# Goal of the exercise:
Copy the listing exactly as given. Omit every picture.
*** Extracted material ***
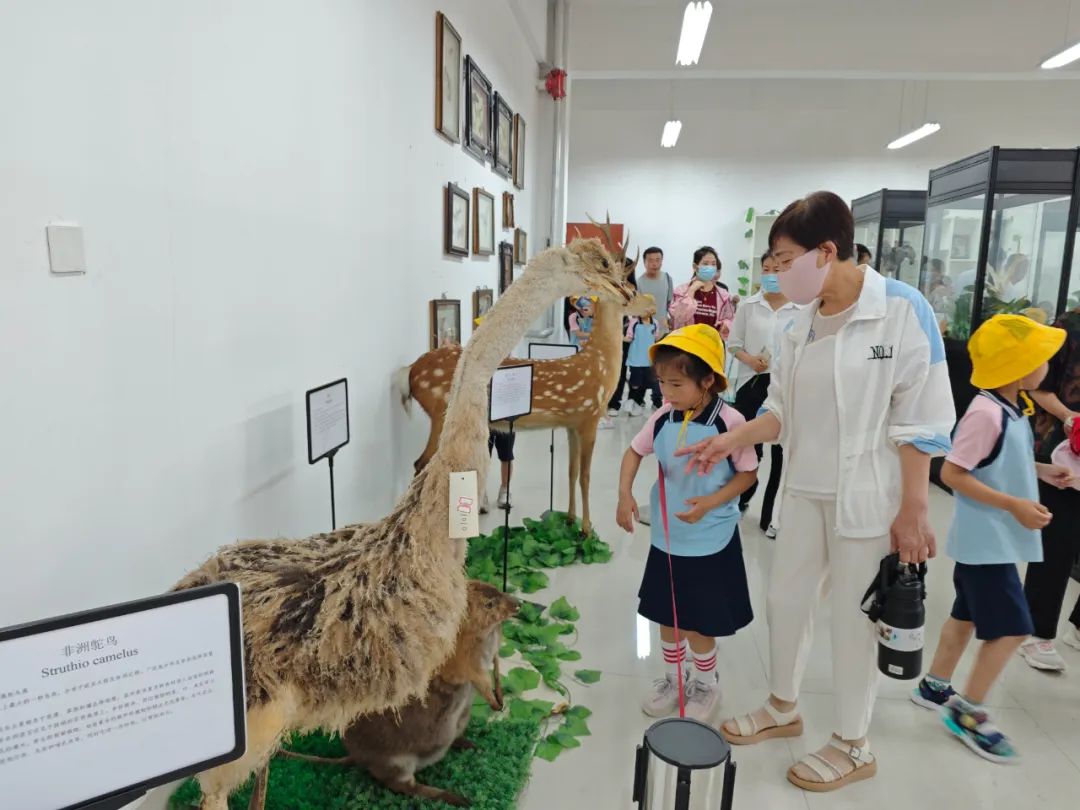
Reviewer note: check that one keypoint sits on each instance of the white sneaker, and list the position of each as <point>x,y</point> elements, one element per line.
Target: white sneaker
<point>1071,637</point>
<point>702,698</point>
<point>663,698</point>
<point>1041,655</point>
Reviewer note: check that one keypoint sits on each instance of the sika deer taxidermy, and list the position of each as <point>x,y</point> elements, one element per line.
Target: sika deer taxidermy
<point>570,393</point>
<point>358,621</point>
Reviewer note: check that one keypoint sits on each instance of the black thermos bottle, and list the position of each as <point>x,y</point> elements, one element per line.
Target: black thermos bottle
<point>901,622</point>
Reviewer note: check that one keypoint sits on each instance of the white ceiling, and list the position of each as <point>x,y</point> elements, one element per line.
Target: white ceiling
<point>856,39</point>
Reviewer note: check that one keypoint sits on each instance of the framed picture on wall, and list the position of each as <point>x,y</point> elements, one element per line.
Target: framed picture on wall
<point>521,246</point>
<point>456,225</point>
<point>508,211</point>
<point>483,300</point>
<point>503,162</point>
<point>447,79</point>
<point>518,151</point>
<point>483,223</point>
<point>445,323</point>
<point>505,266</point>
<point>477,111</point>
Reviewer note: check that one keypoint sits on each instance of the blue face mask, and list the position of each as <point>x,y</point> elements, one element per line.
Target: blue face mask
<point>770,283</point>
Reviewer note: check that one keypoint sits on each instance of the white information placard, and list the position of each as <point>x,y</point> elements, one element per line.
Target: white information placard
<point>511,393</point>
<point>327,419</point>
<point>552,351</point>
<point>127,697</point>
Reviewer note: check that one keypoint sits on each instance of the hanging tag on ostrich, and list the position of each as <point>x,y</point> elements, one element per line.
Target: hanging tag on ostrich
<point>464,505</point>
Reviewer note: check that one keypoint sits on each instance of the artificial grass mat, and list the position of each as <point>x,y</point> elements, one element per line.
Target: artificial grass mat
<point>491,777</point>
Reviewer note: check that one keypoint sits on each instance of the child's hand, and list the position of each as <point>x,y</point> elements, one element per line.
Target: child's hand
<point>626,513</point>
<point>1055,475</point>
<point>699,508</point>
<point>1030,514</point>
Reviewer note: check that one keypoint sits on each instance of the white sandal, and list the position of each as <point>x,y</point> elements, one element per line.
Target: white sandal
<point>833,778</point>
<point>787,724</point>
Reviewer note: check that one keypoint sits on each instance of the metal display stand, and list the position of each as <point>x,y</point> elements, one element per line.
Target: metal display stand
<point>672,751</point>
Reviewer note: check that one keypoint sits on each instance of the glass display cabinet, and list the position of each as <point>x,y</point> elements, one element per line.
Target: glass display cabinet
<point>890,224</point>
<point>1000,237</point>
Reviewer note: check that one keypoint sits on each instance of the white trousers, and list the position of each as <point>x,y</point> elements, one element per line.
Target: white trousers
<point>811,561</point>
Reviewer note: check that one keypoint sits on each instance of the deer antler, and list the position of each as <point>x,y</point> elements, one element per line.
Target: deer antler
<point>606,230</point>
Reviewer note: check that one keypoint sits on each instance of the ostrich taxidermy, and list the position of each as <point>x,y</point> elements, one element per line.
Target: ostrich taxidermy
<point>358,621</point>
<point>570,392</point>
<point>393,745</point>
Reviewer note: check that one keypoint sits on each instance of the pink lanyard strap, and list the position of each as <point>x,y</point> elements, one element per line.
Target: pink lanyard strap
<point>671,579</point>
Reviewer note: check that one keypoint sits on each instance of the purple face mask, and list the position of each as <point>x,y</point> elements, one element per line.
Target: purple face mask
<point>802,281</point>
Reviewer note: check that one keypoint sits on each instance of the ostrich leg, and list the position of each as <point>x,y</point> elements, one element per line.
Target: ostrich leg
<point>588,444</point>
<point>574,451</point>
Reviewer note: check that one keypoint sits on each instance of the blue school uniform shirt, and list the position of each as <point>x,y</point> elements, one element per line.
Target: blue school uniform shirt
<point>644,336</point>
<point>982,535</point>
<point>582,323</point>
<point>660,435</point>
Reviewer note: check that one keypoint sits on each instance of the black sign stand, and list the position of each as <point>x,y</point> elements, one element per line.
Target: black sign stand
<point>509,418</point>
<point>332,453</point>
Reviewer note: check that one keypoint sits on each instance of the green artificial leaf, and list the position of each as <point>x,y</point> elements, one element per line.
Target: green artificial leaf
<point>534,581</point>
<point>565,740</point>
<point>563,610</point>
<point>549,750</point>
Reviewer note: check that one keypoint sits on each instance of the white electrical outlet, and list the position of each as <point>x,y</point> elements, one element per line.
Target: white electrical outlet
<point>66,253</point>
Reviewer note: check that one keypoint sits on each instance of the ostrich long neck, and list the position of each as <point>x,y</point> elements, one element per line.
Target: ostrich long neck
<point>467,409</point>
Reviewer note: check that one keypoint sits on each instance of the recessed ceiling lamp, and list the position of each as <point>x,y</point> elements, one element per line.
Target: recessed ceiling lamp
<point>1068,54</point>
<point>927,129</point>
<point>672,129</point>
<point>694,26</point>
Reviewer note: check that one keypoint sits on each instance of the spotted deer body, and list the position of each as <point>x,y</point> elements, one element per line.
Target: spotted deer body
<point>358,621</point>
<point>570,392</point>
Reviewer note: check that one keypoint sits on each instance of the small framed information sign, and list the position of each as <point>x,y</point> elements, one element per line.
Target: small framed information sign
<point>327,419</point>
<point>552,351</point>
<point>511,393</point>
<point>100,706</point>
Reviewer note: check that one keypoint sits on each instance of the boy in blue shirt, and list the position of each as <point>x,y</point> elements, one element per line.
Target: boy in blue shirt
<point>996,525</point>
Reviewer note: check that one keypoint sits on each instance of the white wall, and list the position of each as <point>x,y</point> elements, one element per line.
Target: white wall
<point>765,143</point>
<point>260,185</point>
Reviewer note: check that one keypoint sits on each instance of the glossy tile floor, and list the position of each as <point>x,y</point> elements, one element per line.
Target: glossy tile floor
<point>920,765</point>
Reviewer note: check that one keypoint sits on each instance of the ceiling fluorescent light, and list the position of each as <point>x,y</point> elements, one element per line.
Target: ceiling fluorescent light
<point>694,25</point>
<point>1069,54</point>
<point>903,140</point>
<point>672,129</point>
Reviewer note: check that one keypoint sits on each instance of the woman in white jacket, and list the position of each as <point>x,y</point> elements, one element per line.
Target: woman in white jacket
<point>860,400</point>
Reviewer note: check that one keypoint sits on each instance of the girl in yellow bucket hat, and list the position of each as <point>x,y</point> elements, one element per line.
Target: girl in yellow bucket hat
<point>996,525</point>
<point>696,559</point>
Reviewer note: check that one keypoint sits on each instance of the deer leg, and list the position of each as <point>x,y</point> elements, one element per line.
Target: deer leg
***
# Exercise answer:
Reviewer note: check that one keypoint sits on each instance of the white sneaker, and list the position of each as <point>x,y</point> elements, one element per line.
Target: white sneaker
<point>1071,637</point>
<point>702,698</point>
<point>663,698</point>
<point>1041,655</point>
Reviewer note: check that one keypoint sits on each instance of the sika deer taxidermy, and list the position of each as <point>x,y</point> elements, one element per line.
Target: sika deer taxidermy
<point>570,393</point>
<point>358,621</point>
Reviewer note: check that one keypoint sits on each instance of the black thermos bottle, and list the position of each as <point>x,y</point> elements, one element per line.
Target: black thermos bottle
<point>901,622</point>
Reviewer note: check that one keypoint sits on each instance of the white ceiling, and list the position of each as <point>x,y</point> elements, one element per line.
Target: white ceiling
<point>856,39</point>
Reviewer note: check that one keypoint sits on each instance of the framed picture on wall, and list the position of each as <point>x,y</point> elements, one element per line.
Target: framed picture on wall
<point>521,246</point>
<point>456,225</point>
<point>508,211</point>
<point>483,300</point>
<point>503,162</point>
<point>447,79</point>
<point>518,151</point>
<point>483,223</point>
<point>445,323</point>
<point>505,266</point>
<point>477,111</point>
Reviewer note: check that one keypoint sits on each instance of the blue face mask, and list the position of each as <point>x,y</point> elements, one element per line.
Target: blue face mask
<point>770,283</point>
Reviewer note: check that one keypoint sits on each instance of the white information placard, and list the position of each as <point>x,y</point> elements, one element per line.
Target: white information placard
<point>511,393</point>
<point>327,419</point>
<point>552,351</point>
<point>127,697</point>
Reviewer note: check that one keypoint sits on each instance of the hanging tag on ostrich, and list the position of each as <point>x,y</point> elements, one element per line.
Target: hanging tag on ostrich
<point>464,505</point>
Reviewer note: check that one keypoint sits on each instance of the artificial grass mat, and list the position of each as <point>x,y</point> elements, one element per line.
Target: artificial grass mat
<point>491,777</point>
Reviewer note: check that one keypoint sits on each instance of the child's hand, and list the position of each as <point>x,y</point> elements, one element per line.
Target: child's hand
<point>626,513</point>
<point>1055,475</point>
<point>699,508</point>
<point>1030,514</point>
Reviewer note: check that one keypoint sits on each instance of the white sandal, and list the position of each as <point>x,y</point> elements, one element per line.
Target: white sandal
<point>833,778</point>
<point>787,724</point>
Reviewer note: check that one keypoint sits on each instance of the metal display stand, and list the position of each as <point>x,y</point> elements, one element per line.
Target: metal display stand
<point>672,751</point>
Reviewer note: check that one keypoint sits on each instance of the glass display cabinet, and list the position of each as <point>x,y</point> elements, one element per line.
Target: glass display cabinet
<point>890,224</point>
<point>1000,237</point>
Reviewer note: check that one keypoint sits on each instance of the white trousers, and list the position of each as <point>x,y</point> elements, one element per line.
Target: white trousers
<point>811,561</point>
Reviewer note: check that one keypoint sits on each instance of the deer antler, and list the position of each as <point>x,y</point> elements, one element per line.
Target: deer antler
<point>606,230</point>
Reviewer note: check that one keypoint sits on each instance of the ostrich taxidermy, and list the position of each as <point>x,y</point> elements, one element per line.
Target: ostrich taxidermy
<point>358,621</point>
<point>570,392</point>
<point>393,745</point>
Reviewer note: check that one keypoint sits on each instance of the pink lanyard strap, and list the position of each as <point>x,y</point> elements, one element per line.
Target: pink lanyard strap
<point>671,579</point>
Reviewer note: check that one keypoint sits on each instance of the purple face mask, and list the position of each as <point>x,y</point> elements, one element per line.
Target: purple face mask
<point>802,281</point>
Reviewer note: check that one keypoint sits on each instance of the ostrich leg, and list the position of each as <point>x,y</point> elements, one element per line.
Target: ostrich leg
<point>588,444</point>
<point>574,451</point>
Reviewer note: check that one keypoint sits on each instance of the blue school uniform shirt, and list the position of each as <point>x,y</point> elements, one element per line.
Target: blue school uniform shirt
<point>644,336</point>
<point>982,535</point>
<point>582,323</point>
<point>660,435</point>
Reviewer note: check that one keypoint sits on each instance of the black sign stand, and list the position of each as <point>x,y</point> elements, one element per line.
Target: black sign stand
<point>509,418</point>
<point>332,453</point>
Reviewer note: check that one keypoint sits on each instance of the green artificial leaf, and list the position of each as <point>x,y</point> elements, one element per line.
Target: green artificial leaf
<point>534,581</point>
<point>565,740</point>
<point>563,610</point>
<point>549,750</point>
Reviewer note: check that one keypoint sits on each instance of the white electrical outlet, and list the position of each as <point>x,y</point> elements, one element per line.
Target: white electrical outlet
<point>66,253</point>
Reviewer note: check that one keypoint sits on each instance of the ostrich long neck, and list the position of each as <point>x,y</point> elements, one element per line.
Target: ostrich long neck
<point>467,409</point>
Reviewer note: check that one keypoint sits on each instance of the recessed ceiling lamp, and list the position of each as <point>x,y</point> elements, one element per line.
Target: recessed ceiling lamp
<point>1068,54</point>
<point>927,129</point>
<point>672,129</point>
<point>694,26</point>
Reviewer note: check that one keypoint sits on each instance of the spotted deer body, and list the position of each as <point>x,y</point> elements, one element per line.
Target: spotted deer body
<point>358,621</point>
<point>570,392</point>
Reviewer note: check that one keypoint sits on each instance of the small framed information sign, and list the position of each as <point>x,y</point> elements, one element per line.
Target: small framed information sign
<point>327,419</point>
<point>552,351</point>
<point>511,393</point>
<point>100,706</point>
Reviewer note: check that one keypoint sits on each instance of the boy in blue shirt, and list the position of each as <point>x,y</point> elements, one element per line.
Target: boy in blue shirt
<point>996,525</point>
Reviewer note: check that one keypoint sits on each instance of the white wall, and list the position of each as <point>x,y</point> elements, one element per line.
Target: white wall
<point>765,143</point>
<point>260,185</point>
Reviewer note: check that one keypoint sits on each instance of the glossy tile floor, and list the position of each as <point>x,y</point> elements, one element per line.
Target: glossy tile floor
<point>920,765</point>
Reviewer note: check that one keypoint sits on each instance of the ceiling fluorescent light, and list the position of each as <point>x,y</point> elements, one element per line.
Target: ceiling fluorescent light
<point>694,25</point>
<point>1069,54</point>
<point>903,140</point>
<point>672,129</point>
Reviewer note: check that one keypoint sits on each instance of the woman in white jacket, and list the position of each as <point>x,y</point> elements, one element per line.
Target: woman in white jacket
<point>860,400</point>
Reviewer note: check that one keypoint sits on each instance of the girl in yellow bucket hat, and list the position of each as <point>x,y</point> elements, one element per line.
Target: girl in yellow bucket hat
<point>996,525</point>
<point>696,559</point>
Reviewer note: check that one keypoint sits on each instance of the deer leg, and list the position of each as <point>x,y</point> elements, one element per line.
Target: deer leg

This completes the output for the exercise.